───── EXTRACTED TEXT ─────
The 1998 Australian Grand Prix (formally the 1998 Qantas Australian Grand Prix) was a Formula One motor race held at the Albert Park street circuit in inner Melbourne on 8 March 1998 at 14:00 AEDT (UTC+10). It was the 63rd race in the combined history of the Australian Grand Prix that dates back to the 100 Miles Road Race of 1928. It was the first of the sixteen races of the 1998 FIA Formula One World Championship and held over 58 laps of the 5.3 kilometre street circuit and the sixth to be held on the Albert Park venue first used in 1953, or the third since the new circuit first hosted the race in 1996.

The race was dominated by the McLaren-Mercedes team and won by Mika Häkkinen over his teammate David Coulthard in controversial circumstances. Williams driver Heinz-Harald Frentzen finished third, more than one lap behind. The race also represented the first win for Japanese tyre manufacturer Bridgestone in Formula One and the first race since the 1991 Canadian Grand Prix not won by Goodyear. Johnny Herbert scored his only point of the season.
───── STORED DATA ─────
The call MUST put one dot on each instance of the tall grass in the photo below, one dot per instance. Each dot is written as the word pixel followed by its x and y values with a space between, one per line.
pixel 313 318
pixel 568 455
─────
DIRECTION A
According to the Australian Grand Prix text, which tyre manufacturer took its first Formula One win at this race?
DIRECTION B
Render this sentence from the Australian Grand Prix text in Spanish: "Williams driver Heinz-Harald Frentzen finished third, more than one lap behind."
The material is unrelated to the Australian Grand Prix text.

WRITTEN REPLY A
Bridgestone

WRITTEN REPLY B
El piloto de Williams Heinz-Harald Frentzen terminó tercero, a más de una vuelta.